##### Records for this exercise #####

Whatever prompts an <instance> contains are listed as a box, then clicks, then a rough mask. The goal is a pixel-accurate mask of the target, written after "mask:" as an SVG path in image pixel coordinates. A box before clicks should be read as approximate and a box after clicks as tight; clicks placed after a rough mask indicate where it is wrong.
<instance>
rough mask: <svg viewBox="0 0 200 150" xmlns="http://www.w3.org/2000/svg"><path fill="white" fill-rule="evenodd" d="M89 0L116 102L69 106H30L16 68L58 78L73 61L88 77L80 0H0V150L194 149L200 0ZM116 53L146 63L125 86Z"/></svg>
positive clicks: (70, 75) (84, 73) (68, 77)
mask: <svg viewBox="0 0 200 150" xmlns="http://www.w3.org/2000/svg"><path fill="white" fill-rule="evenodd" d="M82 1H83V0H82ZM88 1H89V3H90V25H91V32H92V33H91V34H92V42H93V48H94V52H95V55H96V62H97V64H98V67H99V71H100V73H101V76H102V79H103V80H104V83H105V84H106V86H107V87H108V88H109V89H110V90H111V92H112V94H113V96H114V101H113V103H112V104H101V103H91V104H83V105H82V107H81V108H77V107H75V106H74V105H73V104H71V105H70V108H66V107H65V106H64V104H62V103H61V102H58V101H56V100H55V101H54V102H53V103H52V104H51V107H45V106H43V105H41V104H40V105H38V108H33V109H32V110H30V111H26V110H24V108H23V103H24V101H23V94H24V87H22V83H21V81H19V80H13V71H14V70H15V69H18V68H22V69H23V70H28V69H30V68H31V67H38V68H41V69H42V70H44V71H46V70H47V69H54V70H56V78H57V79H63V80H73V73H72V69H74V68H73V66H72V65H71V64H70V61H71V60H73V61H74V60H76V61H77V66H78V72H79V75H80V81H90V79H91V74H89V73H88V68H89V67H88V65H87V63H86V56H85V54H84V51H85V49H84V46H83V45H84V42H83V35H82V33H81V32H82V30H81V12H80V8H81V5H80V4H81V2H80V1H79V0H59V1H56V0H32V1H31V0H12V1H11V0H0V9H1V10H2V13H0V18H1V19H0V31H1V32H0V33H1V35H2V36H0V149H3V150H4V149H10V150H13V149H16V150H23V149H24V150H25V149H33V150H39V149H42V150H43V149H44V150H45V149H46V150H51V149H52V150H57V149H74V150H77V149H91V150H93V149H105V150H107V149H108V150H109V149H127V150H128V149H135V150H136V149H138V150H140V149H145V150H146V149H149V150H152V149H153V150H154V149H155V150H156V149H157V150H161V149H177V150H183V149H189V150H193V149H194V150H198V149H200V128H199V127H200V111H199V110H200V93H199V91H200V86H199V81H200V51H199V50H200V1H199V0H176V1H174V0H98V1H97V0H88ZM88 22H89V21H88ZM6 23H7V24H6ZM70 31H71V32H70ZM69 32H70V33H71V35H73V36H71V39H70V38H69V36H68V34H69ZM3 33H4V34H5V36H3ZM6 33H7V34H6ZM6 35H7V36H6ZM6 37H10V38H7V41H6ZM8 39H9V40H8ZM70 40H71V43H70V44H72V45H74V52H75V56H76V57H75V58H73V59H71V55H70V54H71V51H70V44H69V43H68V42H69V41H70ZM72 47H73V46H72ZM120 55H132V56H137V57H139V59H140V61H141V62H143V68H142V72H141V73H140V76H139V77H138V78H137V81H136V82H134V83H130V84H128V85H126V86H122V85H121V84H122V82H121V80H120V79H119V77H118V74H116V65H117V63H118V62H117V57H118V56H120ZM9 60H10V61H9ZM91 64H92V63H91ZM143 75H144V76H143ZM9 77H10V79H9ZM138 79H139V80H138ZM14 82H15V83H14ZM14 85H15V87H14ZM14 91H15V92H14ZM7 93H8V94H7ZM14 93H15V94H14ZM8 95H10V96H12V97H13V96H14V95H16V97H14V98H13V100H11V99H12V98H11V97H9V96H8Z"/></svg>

#####

**Task details**
The records above are to be copied in full, exactly as written.

**Answer to the problem**
Whatever prompts an <instance> contains are listed as a box, then clicks, then a rough mask. The goal is a pixel-accurate mask of the target, written after "mask:" as an SVG path in image pixel coordinates. A box before clicks should be read as approximate and a box after clicks as tight; clicks placed after a rough mask indicate where it is wrong.
<instance>
rough mask: <svg viewBox="0 0 200 150" xmlns="http://www.w3.org/2000/svg"><path fill="white" fill-rule="evenodd" d="M89 0L116 102L69 106H30L16 68L58 78L73 61L88 77L80 0H0V150L194 149L200 0ZM116 53L146 63L125 86Z"/></svg>
positive clicks: (70, 75) (84, 73) (68, 77)
mask: <svg viewBox="0 0 200 150" xmlns="http://www.w3.org/2000/svg"><path fill="white" fill-rule="evenodd" d="M82 1H83V0H82ZM88 1H89V3H90V25H91V32H92V33H91V34H92V42H93V48H94V52H95V55H96V62H97V64H98V67H99V71H100V73H101V76H102V79H103V80H104V83H105V84H106V86H107V87H108V88H109V89H110V90H111V92H112V94H113V96H114V101H113V103H112V104H101V103H91V104H83V105H82V107H81V108H77V107H75V106H74V105H73V104H71V105H70V108H66V107H65V106H64V104H62V103H61V102H58V101H56V100H55V101H54V102H53V103H52V104H51V107H45V106H43V105H41V104H40V105H38V108H33V109H32V110H30V111H26V110H24V108H23V103H24V101H23V94H24V87H22V83H21V81H19V80H13V71H14V70H15V69H18V68H22V69H23V70H28V69H30V68H31V67H38V68H41V69H42V70H44V71H46V70H47V69H54V70H56V78H57V79H63V80H73V73H72V69H74V68H73V66H72V65H71V64H70V61H71V60H73V61H74V60H76V61H77V66H78V72H79V75H80V81H90V79H91V74H89V73H88V68H89V67H88V65H87V63H86V56H85V54H84V51H85V49H84V46H83V45H84V42H83V35H82V33H81V32H82V30H81V12H80V8H81V5H80V4H81V2H80V1H79V0H59V1H56V0H32V1H31V0H12V1H11V0H0V9H1V10H2V13H0V18H1V19H0V31H1V32H0V33H1V35H2V36H0V149H3V150H4V149H10V150H13V149H16V150H23V149H24V150H25V149H33V150H39V149H42V150H43V149H44V150H45V149H46V150H51V149H52V150H57V149H74V150H77V149H91V150H93V149H105V150H107V149H108V150H109V149H127V150H128V149H135V150H136V149H138V150H140V149H145V150H146V149H149V150H152V149H153V150H154V149H155V150H156V149H157V150H161V149H177V150H183V149H189V150H193V149H194V150H198V149H200V128H199V127H200V111H199V110H200V93H199V91H200V86H199V81H200V51H199V50H200V1H199V0H176V1H174V0H98V1H97V0H88ZM88 22H89V21H88ZM6 23H7V24H6ZM70 31H71V32H70ZM69 32H70V33H71V35H73V36H71V39H70V38H69V36H68V34H69ZM3 33H4V34H5V36H3ZM6 33H7V34H6ZM6 35H7V36H6ZM6 37H10V38H7V41H6ZM8 39H9V40H8ZM70 40H71V43H70V44H72V45H74V52H75V56H76V57H75V58H73V59H71V55H70V54H71V51H70V44H69V43H68V42H69V41H70ZM72 47H73V46H72ZM120 55H132V56H137V57H139V59H140V61H141V62H143V68H142V72H141V73H140V76H139V77H138V78H137V81H136V82H134V83H130V84H128V85H126V86H122V85H121V84H122V82H121V80H120V79H119V77H118V74H116V65H117V63H118V62H117V57H118V56H120ZM9 60H10V61H9ZM91 64H92V63H91ZM143 75H144V76H143ZM9 77H10V79H9ZM138 79H139V80H138ZM14 82H15V83H14ZM14 85H15V87H14ZM14 91H15V92H14ZM7 93H8V94H7ZM14 93H15V94H14ZM8 95H10V96H12V97H13V96H14V95H16V97H14V98H13V100H11V99H12V98H11V97H9V96H8Z"/></svg>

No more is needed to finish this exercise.